(GOAL OF THE EXERCISE) An exact copy of the data is required. No picture may appear in it.

(SUPPLIED INFORMATION)
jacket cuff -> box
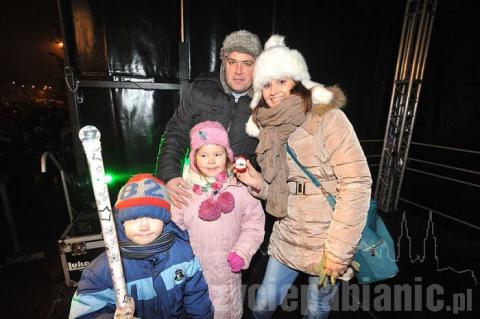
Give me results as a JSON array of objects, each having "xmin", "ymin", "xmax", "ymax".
[
  {"xmin": 248, "ymin": 179, "xmax": 269, "ymax": 200},
  {"xmin": 324, "ymin": 244, "xmax": 353, "ymax": 266},
  {"xmin": 157, "ymin": 170, "xmax": 182, "ymax": 184}
]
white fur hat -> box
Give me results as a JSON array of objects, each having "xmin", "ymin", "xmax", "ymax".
[
  {"xmin": 245, "ymin": 35, "xmax": 334, "ymax": 137},
  {"xmin": 249, "ymin": 35, "xmax": 333, "ymax": 109},
  {"xmin": 253, "ymin": 35, "xmax": 309, "ymax": 92}
]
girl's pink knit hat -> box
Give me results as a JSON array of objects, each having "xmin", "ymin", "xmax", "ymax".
[{"xmin": 189, "ymin": 121, "xmax": 234, "ymax": 173}]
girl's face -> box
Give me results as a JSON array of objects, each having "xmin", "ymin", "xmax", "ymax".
[
  {"xmin": 261, "ymin": 77, "xmax": 296, "ymax": 108},
  {"xmin": 124, "ymin": 217, "xmax": 164, "ymax": 245},
  {"xmin": 195, "ymin": 144, "xmax": 228, "ymax": 177}
]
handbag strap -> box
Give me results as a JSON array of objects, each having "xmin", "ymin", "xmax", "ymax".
[{"xmin": 286, "ymin": 144, "xmax": 337, "ymax": 209}]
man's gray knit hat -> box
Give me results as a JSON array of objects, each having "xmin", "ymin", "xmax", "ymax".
[
  {"xmin": 220, "ymin": 30, "xmax": 262, "ymax": 60},
  {"xmin": 219, "ymin": 30, "xmax": 262, "ymax": 95}
]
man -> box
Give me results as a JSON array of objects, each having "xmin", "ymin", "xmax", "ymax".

(TASK ANSWER)
jacket cuff -> box
Give me results as a JSON array of objects, each having "xmin", "ymin", "xmax", "ymax".
[
  {"xmin": 248, "ymin": 179, "xmax": 269, "ymax": 200},
  {"xmin": 324, "ymin": 244, "xmax": 353, "ymax": 266},
  {"xmin": 157, "ymin": 170, "xmax": 182, "ymax": 184}
]
white fur hat -> box
Give me results as a JSON array of objects, each having "xmin", "ymin", "xmax", "ymax".
[
  {"xmin": 245, "ymin": 35, "xmax": 334, "ymax": 137},
  {"xmin": 249, "ymin": 35, "xmax": 333, "ymax": 109},
  {"xmin": 253, "ymin": 35, "xmax": 309, "ymax": 92}
]
girl's pink knit hat -> box
Give me results as a JSON array of objects, each having "xmin", "ymin", "xmax", "ymax".
[{"xmin": 189, "ymin": 121, "xmax": 234, "ymax": 173}]
girl's face -> box
Give me results as a JSON array of objects, each having "xmin", "ymin", "xmax", "ymax".
[
  {"xmin": 261, "ymin": 77, "xmax": 296, "ymax": 108},
  {"xmin": 124, "ymin": 217, "xmax": 164, "ymax": 245},
  {"xmin": 195, "ymin": 144, "xmax": 228, "ymax": 177}
]
handbag strap -> box
Give me results as a JSON array of objects, each having "xmin", "ymin", "xmax", "ymax".
[{"xmin": 286, "ymin": 144, "xmax": 337, "ymax": 209}]
man's gray knit hat -> box
Give me results as a JSON array of objects, each having "xmin", "ymin", "xmax", "ymax".
[
  {"xmin": 220, "ymin": 30, "xmax": 262, "ymax": 60},
  {"xmin": 219, "ymin": 30, "xmax": 262, "ymax": 95}
]
man -> box
Give me results as a JSON array of objects, each having "xmin", "ymin", "xmax", "ymax".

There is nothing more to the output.